→ Instructions to follow: Could you rewrite the records from the start through the line containing "[0,0,400,400]", both ends included, swapping "in which part is" for "where is" and changing nothing else? Return only that span.
::: Information supplied
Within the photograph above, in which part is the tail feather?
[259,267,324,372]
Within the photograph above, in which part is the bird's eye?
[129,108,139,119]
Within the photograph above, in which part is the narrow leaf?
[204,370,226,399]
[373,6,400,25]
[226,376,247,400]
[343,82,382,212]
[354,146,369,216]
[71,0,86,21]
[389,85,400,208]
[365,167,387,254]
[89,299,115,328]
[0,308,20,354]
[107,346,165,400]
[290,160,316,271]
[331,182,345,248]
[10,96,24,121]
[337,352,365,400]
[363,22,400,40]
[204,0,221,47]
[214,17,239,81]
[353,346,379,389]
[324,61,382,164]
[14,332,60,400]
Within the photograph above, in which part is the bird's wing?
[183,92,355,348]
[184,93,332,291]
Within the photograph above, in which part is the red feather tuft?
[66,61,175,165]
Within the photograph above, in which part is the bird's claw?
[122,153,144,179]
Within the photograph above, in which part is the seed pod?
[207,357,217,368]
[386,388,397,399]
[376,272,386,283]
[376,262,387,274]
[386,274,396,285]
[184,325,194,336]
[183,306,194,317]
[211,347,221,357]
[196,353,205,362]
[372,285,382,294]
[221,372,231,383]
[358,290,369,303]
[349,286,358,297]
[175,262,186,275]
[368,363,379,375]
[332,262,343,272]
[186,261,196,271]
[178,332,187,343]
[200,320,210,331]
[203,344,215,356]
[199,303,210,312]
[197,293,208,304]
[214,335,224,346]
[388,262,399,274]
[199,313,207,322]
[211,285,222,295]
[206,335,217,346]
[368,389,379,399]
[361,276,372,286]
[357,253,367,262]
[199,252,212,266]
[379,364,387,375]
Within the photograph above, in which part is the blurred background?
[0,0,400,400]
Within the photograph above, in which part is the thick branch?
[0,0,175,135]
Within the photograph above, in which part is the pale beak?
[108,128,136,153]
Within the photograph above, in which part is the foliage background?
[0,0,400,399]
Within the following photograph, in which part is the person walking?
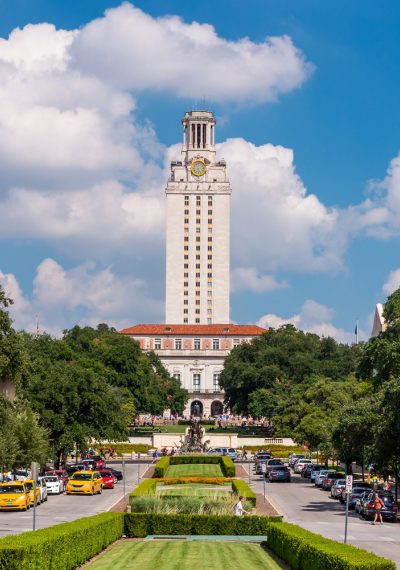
[235,497,250,517]
[371,493,385,524]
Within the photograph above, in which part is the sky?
[0,0,400,342]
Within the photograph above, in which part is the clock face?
[191,160,206,176]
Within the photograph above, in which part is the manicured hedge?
[153,457,173,479]
[129,479,158,497]
[125,513,280,538]
[0,513,124,570]
[153,455,236,479]
[264,517,396,570]
[232,479,256,507]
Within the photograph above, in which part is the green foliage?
[125,513,281,538]
[153,457,173,479]
[232,479,257,507]
[0,513,124,570]
[263,523,396,570]
[154,455,236,478]
[129,479,157,497]
[92,442,151,455]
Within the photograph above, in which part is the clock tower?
[166,111,231,325]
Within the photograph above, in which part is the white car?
[43,475,65,495]
[314,469,329,487]
[294,459,312,473]
[37,477,47,496]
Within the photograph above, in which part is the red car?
[99,469,115,489]
[46,469,68,487]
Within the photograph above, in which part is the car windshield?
[0,485,24,494]
[71,473,92,481]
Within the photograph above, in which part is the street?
[243,464,400,568]
[0,461,148,537]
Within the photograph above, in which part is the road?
[243,464,400,568]
[0,462,148,537]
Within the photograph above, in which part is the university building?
[121,111,265,417]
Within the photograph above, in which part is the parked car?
[301,463,325,479]
[308,465,326,483]
[331,479,346,499]
[24,479,40,507]
[37,477,47,503]
[265,464,290,483]
[314,469,329,487]
[66,471,103,495]
[66,463,85,477]
[208,447,237,461]
[43,475,64,495]
[339,481,372,509]
[265,459,283,477]
[321,471,344,491]
[0,481,31,511]
[354,490,371,515]
[256,459,269,475]
[288,453,306,467]
[46,469,68,488]
[361,491,398,522]
[293,459,312,473]
[99,469,115,489]
[107,467,124,481]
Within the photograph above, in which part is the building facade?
[165,111,231,325]
[121,324,265,417]
[121,111,265,417]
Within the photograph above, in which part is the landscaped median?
[0,513,396,570]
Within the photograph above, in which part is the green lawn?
[89,540,281,570]
[165,463,224,477]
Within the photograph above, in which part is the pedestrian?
[234,497,250,517]
[371,493,385,524]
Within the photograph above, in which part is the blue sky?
[0,0,400,341]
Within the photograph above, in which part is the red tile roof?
[120,324,266,336]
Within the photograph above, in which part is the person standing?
[371,493,385,524]
[235,497,250,517]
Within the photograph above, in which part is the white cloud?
[0,258,163,335]
[231,267,288,293]
[71,3,313,103]
[257,299,358,344]
[382,268,400,295]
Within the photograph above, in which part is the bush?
[220,455,236,477]
[232,479,257,507]
[129,479,158,497]
[0,513,124,570]
[92,443,151,455]
[153,457,173,478]
[159,477,232,485]
[263,523,396,570]
[153,455,236,479]
[125,513,281,538]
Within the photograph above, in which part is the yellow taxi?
[24,479,41,507]
[0,481,30,511]
[66,471,103,495]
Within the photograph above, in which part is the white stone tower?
[166,111,231,325]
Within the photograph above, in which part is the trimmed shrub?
[0,513,124,570]
[153,457,173,479]
[153,455,236,479]
[220,455,236,477]
[125,513,281,538]
[263,523,396,570]
[129,479,158,497]
[232,479,257,507]
[159,477,232,485]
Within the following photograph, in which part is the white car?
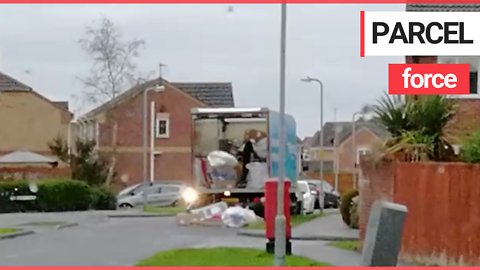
[297,181,317,214]
[117,184,184,208]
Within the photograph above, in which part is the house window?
[470,71,478,94]
[452,144,461,155]
[155,114,170,138]
[357,147,371,165]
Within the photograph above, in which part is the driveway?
[0,212,359,266]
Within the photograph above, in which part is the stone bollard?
[362,201,407,266]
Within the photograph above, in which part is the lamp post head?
[300,76,313,82]
[146,84,165,92]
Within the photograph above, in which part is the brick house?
[405,4,480,148]
[0,70,73,159]
[79,79,234,184]
[304,120,389,173]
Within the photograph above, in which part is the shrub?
[0,180,92,213]
[461,130,480,163]
[91,187,117,210]
[350,196,359,229]
[37,180,92,212]
[340,189,358,226]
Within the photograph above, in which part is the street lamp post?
[352,112,362,188]
[143,65,165,210]
[302,77,324,180]
[301,77,325,213]
[274,3,287,266]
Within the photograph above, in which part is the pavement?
[238,210,359,241]
[0,211,361,266]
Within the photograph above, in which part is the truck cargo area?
[192,108,269,194]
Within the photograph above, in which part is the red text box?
[388,64,470,95]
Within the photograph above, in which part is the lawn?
[0,228,19,235]
[137,247,328,266]
[329,240,360,251]
[247,214,322,230]
[145,206,185,215]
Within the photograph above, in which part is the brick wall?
[360,162,480,265]
[358,161,395,242]
[99,86,204,185]
[445,99,480,144]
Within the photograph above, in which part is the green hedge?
[340,190,358,226]
[91,187,117,210]
[0,180,115,213]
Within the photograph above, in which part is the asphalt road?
[0,212,357,266]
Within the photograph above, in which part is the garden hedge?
[340,189,358,226]
[0,180,115,213]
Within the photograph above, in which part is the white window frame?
[155,114,170,139]
[357,146,372,164]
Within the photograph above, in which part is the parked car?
[117,182,184,208]
[304,179,340,209]
[117,181,182,199]
[297,181,317,214]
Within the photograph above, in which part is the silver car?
[117,183,184,208]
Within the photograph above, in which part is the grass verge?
[0,228,20,235]
[145,206,185,215]
[136,247,329,266]
[247,214,325,230]
[20,221,66,227]
[329,240,360,251]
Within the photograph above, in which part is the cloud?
[0,4,405,136]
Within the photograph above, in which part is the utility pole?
[142,64,165,210]
[274,2,287,266]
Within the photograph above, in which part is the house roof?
[52,101,68,111]
[170,82,235,107]
[0,72,32,91]
[407,4,480,12]
[309,120,389,147]
[0,150,56,163]
[83,79,234,118]
[0,72,71,114]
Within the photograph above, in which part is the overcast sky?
[0,5,405,137]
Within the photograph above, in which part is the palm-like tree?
[371,94,455,161]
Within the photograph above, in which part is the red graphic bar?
[388,64,470,95]
[0,0,480,4]
[360,10,365,57]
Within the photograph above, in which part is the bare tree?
[79,18,145,185]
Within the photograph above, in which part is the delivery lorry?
[182,108,302,212]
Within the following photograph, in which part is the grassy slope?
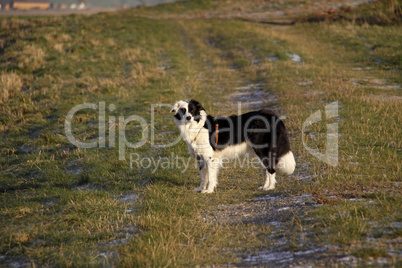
[0,2,402,266]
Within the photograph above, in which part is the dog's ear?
[190,100,205,111]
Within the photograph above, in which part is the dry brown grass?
[0,73,24,103]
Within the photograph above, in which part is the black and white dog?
[171,100,296,193]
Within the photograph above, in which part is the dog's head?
[171,100,206,124]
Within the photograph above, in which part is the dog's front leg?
[201,159,219,193]
[260,169,276,191]
[194,155,208,192]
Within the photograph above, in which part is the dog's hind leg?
[193,155,209,192]
[201,159,219,193]
[259,168,276,191]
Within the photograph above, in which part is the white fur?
[171,101,296,193]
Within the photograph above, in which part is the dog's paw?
[201,189,214,194]
[258,186,275,191]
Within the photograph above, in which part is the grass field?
[0,1,402,267]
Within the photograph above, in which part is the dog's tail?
[276,151,296,175]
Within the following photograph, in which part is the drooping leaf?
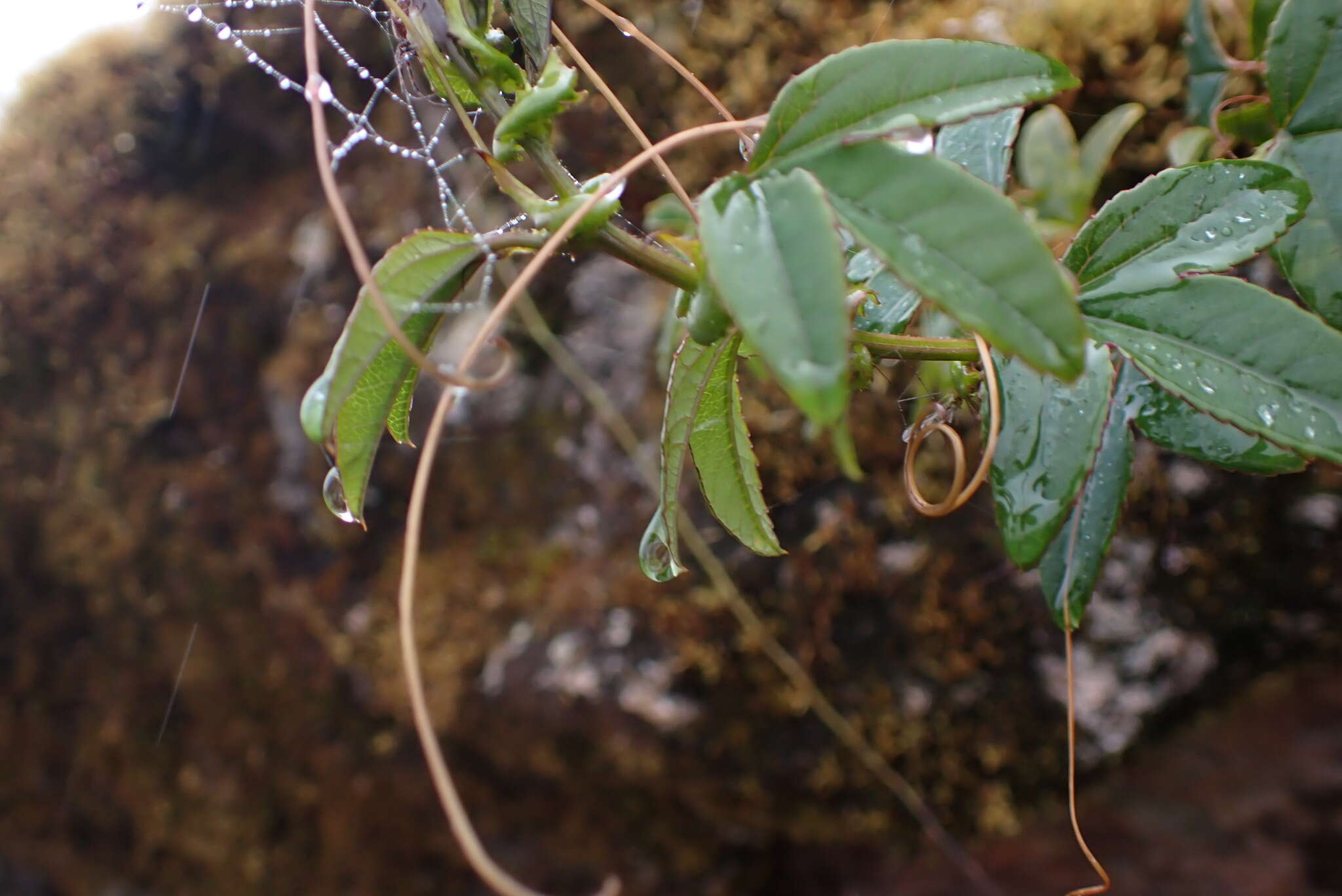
[1264,0,1342,136]
[1183,0,1231,124]
[937,107,1026,192]
[848,250,922,335]
[301,231,482,445]
[639,338,735,582]
[1082,275,1342,461]
[750,40,1079,170]
[1081,103,1146,197]
[690,335,784,557]
[387,366,419,445]
[299,231,482,522]
[800,141,1084,379]
[1039,356,1133,631]
[1250,0,1284,59]
[1064,160,1310,297]
[1016,105,1090,221]
[1123,364,1305,476]
[699,169,849,428]
[990,342,1114,569]
[503,0,550,78]
[1273,214,1342,330]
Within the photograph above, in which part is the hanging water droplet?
[322,467,357,523]
[639,507,684,582]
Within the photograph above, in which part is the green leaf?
[299,231,482,521]
[800,141,1084,379]
[503,0,550,75]
[1250,0,1284,59]
[1039,364,1133,631]
[1063,160,1310,297]
[699,169,849,428]
[1273,215,1342,330]
[1264,0,1342,136]
[848,250,922,335]
[690,335,784,557]
[1081,103,1146,197]
[1123,364,1305,476]
[937,107,1026,192]
[1082,275,1342,461]
[750,40,1079,170]
[990,342,1114,569]
[639,338,737,582]
[1016,106,1090,221]
[1183,0,1231,124]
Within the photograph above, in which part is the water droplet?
[322,467,357,523]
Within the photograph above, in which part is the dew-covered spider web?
[159,0,525,312]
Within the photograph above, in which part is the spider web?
[152,0,526,312]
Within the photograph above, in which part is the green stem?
[852,330,978,361]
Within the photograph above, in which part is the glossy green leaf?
[1183,0,1231,124]
[387,366,420,445]
[639,338,737,582]
[1273,214,1342,330]
[1124,365,1305,475]
[848,250,922,335]
[750,40,1079,170]
[299,231,482,522]
[1039,356,1133,631]
[1264,0,1342,136]
[690,335,784,557]
[1250,0,1284,59]
[937,107,1026,192]
[1165,124,1216,168]
[1082,275,1342,461]
[1081,103,1146,195]
[1064,160,1310,297]
[301,231,482,444]
[699,169,849,428]
[503,0,550,75]
[989,342,1114,569]
[801,141,1084,379]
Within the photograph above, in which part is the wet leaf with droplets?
[1264,0,1342,136]
[1123,364,1305,476]
[1063,160,1310,298]
[299,231,482,521]
[750,40,1079,170]
[699,169,849,428]
[1039,364,1141,629]
[690,335,784,557]
[800,141,1086,379]
[1082,275,1342,461]
[639,337,739,582]
[990,342,1114,569]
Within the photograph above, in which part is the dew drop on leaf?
[322,467,356,523]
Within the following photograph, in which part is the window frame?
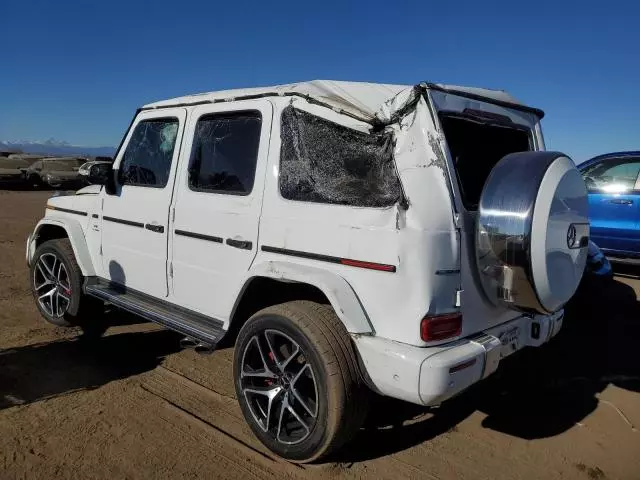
[274,101,406,211]
[117,115,181,190]
[186,108,264,197]
[580,157,640,195]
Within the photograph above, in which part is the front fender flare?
[231,261,374,334]
[27,218,96,277]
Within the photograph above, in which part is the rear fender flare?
[27,218,96,277]
[230,261,375,334]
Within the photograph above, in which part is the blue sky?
[0,0,640,162]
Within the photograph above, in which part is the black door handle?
[144,223,164,233]
[227,238,253,250]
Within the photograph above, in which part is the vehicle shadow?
[331,280,640,462]
[0,330,180,410]
[80,305,149,339]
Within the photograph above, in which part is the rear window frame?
[186,108,264,197]
[274,102,408,210]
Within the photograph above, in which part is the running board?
[84,277,226,347]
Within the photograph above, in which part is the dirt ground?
[0,191,640,480]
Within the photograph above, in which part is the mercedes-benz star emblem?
::::::
→ Written answer:
Within the photograph above, where is the tail feather?
[259,267,324,372]
Within the photograph above, where is the bird's eye?
[129,108,139,119]
Within the photograph above, where is the narrow leaf?
[204,370,226,399]
[373,6,400,25]
[226,376,247,400]
[343,82,382,212]
[354,146,369,216]
[71,0,86,21]
[389,85,400,208]
[365,167,387,254]
[89,299,115,328]
[0,308,20,354]
[107,346,165,400]
[290,160,316,271]
[331,182,345,248]
[10,96,24,121]
[337,352,365,400]
[363,22,400,40]
[204,0,221,47]
[214,17,239,81]
[353,346,379,389]
[324,61,382,164]
[14,332,60,400]
Within the photograph above, where is the bird's wing?
[183,92,355,348]
[184,93,332,291]
Within the photograph above, where is the red feather tuft?
[66,61,175,165]
Within the photograph above, where is the bird's claw?
[122,153,144,179]
Within the photograph above, where is the seed pod?
[207,357,217,368]
[386,388,397,399]
[376,272,386,283]
[376,262,387,274]
[386,274,396,285]
[184,325,194,336]
[183,306,194,317]
[211,347,221,357]
[196,353,205,362]
[372,285,382,294]
[221,372,231,383]
[358,290,369,303]
[349,286,358,297]
[175,262,186,275]
[368,363,379,375]
[332,262,343,272]
[186,261,196,271]
[178,332,187,343]
[200,320,210,331]
[203,344,215,356]
[199,303,210,312]
[197,293,208,304]
[214,335,224,346]
[388,262,399,274]
[199,313,207,322]
[211,285,222,295]
[206,335,217,346]
[368,389,379,399]
[361,276,372,286]
[357,253,367,262]
[199,252,212,266]
[379,364,387,375]
Within the photograph above, where is the blurred background?
[0,0,400,400]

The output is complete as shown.